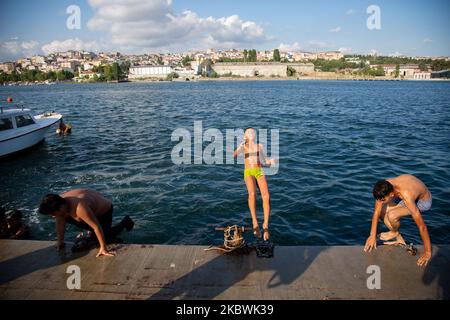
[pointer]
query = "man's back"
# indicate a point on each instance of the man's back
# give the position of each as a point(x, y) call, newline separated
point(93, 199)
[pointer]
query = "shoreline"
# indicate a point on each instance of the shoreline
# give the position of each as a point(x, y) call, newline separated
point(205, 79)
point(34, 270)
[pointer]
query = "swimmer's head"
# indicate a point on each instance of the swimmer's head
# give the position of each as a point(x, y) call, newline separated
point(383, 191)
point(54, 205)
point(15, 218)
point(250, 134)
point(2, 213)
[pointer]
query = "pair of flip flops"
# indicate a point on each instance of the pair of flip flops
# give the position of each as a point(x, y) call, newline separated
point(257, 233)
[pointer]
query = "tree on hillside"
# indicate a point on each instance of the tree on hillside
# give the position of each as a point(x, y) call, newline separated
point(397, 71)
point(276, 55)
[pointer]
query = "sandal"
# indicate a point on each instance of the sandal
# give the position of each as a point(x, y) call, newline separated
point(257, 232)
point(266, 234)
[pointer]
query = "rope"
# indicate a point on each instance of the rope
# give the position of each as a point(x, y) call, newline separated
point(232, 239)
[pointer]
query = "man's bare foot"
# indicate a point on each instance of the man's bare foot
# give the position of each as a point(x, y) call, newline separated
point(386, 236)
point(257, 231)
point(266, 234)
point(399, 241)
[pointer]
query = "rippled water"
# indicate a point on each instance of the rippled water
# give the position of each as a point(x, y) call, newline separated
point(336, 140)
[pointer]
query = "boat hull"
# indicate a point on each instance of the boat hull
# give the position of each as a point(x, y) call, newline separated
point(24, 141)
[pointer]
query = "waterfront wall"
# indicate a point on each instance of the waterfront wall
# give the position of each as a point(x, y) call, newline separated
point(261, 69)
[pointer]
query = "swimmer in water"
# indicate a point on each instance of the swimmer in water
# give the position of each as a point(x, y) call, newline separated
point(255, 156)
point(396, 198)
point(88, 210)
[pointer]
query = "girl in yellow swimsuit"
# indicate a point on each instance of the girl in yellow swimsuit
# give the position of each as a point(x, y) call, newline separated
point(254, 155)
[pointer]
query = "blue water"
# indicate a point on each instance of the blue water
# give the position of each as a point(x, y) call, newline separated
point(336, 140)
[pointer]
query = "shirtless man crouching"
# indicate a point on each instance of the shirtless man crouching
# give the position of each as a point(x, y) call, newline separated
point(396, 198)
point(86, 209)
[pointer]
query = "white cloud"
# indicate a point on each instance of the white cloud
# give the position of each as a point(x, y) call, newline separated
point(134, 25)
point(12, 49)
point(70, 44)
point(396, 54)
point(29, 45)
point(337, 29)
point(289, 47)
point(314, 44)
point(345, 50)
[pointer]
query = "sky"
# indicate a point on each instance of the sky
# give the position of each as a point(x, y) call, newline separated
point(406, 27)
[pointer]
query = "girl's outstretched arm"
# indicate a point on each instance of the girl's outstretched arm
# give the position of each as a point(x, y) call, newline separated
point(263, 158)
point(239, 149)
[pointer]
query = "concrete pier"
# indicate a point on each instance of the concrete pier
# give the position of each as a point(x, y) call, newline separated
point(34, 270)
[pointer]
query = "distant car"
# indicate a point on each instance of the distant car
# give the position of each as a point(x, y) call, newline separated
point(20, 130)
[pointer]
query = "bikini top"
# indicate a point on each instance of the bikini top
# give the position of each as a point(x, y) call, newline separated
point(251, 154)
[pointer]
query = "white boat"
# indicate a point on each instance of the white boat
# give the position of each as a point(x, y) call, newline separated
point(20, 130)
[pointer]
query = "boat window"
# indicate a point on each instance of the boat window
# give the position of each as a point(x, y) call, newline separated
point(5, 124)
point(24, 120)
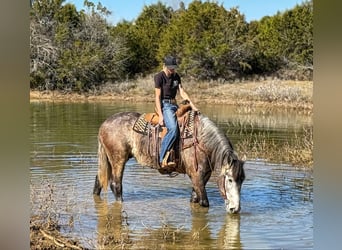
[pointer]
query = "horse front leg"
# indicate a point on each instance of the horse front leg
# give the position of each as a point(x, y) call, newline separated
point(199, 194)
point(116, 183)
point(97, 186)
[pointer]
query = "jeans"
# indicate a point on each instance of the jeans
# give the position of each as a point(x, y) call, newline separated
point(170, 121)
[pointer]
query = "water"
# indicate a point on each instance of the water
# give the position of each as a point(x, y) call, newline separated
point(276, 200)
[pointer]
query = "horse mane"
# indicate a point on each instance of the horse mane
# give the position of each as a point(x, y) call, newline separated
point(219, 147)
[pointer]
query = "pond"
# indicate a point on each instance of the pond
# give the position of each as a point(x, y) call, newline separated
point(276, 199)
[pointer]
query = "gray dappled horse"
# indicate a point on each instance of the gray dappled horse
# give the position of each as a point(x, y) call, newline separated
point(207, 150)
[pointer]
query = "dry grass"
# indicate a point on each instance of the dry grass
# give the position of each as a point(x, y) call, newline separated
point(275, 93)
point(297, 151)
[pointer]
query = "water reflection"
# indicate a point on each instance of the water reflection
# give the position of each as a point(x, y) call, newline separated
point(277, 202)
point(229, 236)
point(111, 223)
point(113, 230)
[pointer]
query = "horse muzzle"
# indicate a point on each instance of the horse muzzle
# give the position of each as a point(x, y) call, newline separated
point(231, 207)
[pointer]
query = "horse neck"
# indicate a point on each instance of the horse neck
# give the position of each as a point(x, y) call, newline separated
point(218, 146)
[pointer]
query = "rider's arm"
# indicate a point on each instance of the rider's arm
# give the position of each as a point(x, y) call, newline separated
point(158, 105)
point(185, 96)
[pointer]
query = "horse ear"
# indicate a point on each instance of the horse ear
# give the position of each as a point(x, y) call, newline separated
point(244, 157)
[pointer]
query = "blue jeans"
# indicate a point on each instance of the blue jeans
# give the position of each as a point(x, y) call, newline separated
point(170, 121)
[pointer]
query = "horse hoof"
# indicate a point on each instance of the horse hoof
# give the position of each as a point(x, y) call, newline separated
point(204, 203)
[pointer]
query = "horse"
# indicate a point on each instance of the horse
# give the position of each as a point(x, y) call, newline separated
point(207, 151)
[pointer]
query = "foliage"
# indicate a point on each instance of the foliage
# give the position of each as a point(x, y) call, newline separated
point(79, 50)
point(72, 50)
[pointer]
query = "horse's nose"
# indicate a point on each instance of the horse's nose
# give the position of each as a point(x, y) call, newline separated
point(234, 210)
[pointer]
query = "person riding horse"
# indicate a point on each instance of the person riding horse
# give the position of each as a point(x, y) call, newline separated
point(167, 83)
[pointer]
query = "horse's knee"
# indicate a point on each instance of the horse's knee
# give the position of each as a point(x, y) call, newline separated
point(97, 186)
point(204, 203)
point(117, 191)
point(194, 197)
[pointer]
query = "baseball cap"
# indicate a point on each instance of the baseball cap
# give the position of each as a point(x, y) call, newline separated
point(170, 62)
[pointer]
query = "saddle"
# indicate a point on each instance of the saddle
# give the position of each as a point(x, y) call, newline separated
- - -
### TASK
Rescale the records, starting at their beginning and going on through the line with "point(24, 141)". Rewrite every line in that span, leaving all other text as it is but multiplying each point coordinate in the answers by 1.15 and rounding to a whole number (halves round up). Leave out the pictures.

### TASK SOLUTION
[pointer]
query = "man's back"
# indicate a point on each instance of the man's back
# give the position of each as a point(x, y) call, newline separated
point(107, 229)
[pointer]
query = "shoreline"
# indicate a point on each instance of the shoreline
# give the position of each as a point(x, y) call, newline separated
point(236, 91)
point(39, 311)
[pointer]
query = "swimmer's head"
# indicate a point on each instance of the swimmer's head
# give the position of each as a point(x, y) call, newline separated
point(440, 220)
point(62, 236)
point(17, 251)
point(288, 154)
point(2, 245)
[pointer]
query = "pair of flip flops"
# indicate a point on each instance of the pair of flip flops
# give the position of each as a point(x, y) call, newline separated
point(296, 268)
[pointer]
query = "tree on hillside"
# indicate a point on each instance of the tree on hillside
# give the position of each as a point(x, y) call, newline separated
point(457, 82)
point(317, 63)
[pointer]
query = "sandal"
# indicate a point on each instance of the sandal
# give the position of each as a point(x, y) call, newline separated
point(296, 267)
point(306, 269)
[pointer]
query = "rope"
# indicate a point on each instance of the rope
# give the position of each as a point(x, y) call, newline separated
point(267, 275)
[pointer]
query = "man's bare foot"
# indicate a point on each instance of the man's bare foot
# give the position of each as a point(x, y) call, newline separated
point(444, 271)
point(296, 266)
point(306, 269)
point(459, 277)
[pointer]
query = "rippled water"
# indicate a point on each instance of the rippled water
# give the position of each as a point(x, y) call, newline separated
point(386, 161)
[pointer]
query = "boat hull"
# indicate a point on each instance of the boat hull
# give the position of each as a point(x, y) call, newline separated
point(28, 162)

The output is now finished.